'''
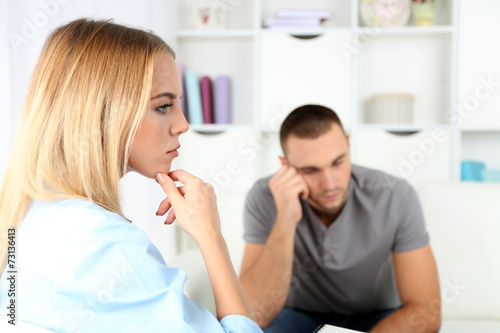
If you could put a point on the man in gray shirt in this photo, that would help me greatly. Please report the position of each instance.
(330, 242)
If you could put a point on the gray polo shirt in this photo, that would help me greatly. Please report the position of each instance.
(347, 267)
'''
'''
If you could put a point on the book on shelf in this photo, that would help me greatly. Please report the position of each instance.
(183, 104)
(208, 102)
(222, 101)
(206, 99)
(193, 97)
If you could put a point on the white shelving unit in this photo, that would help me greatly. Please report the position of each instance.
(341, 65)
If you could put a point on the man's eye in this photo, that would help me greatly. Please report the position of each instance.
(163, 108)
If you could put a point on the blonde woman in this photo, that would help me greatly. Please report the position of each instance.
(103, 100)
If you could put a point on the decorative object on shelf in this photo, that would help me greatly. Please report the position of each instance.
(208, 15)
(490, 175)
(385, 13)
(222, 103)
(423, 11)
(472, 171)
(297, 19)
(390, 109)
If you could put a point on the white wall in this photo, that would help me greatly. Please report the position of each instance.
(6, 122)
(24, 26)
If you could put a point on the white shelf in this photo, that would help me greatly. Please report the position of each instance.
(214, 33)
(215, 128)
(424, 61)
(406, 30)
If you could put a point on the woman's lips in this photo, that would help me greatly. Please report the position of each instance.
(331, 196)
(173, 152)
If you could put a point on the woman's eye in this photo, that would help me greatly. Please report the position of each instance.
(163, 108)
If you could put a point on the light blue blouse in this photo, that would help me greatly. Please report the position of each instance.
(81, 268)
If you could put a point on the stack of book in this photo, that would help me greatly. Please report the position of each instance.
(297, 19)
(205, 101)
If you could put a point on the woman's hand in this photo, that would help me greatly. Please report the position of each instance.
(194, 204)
'''
WHAT YOU HAVE TO DO
Identify each line in the listing above that contains the word "shelf" and copy those lines in full.

TASK RESULT
If you could put a point on the book on shelf in this photo, that would help me greatly. Please report the position of each instance.
If you could put a point on the decorative object on shelf in this photo, that would help me greatly. Please report the position of each instance.
If you could put a point on the white shelf in this photo, that would help me greatly. Please report the position of each instance.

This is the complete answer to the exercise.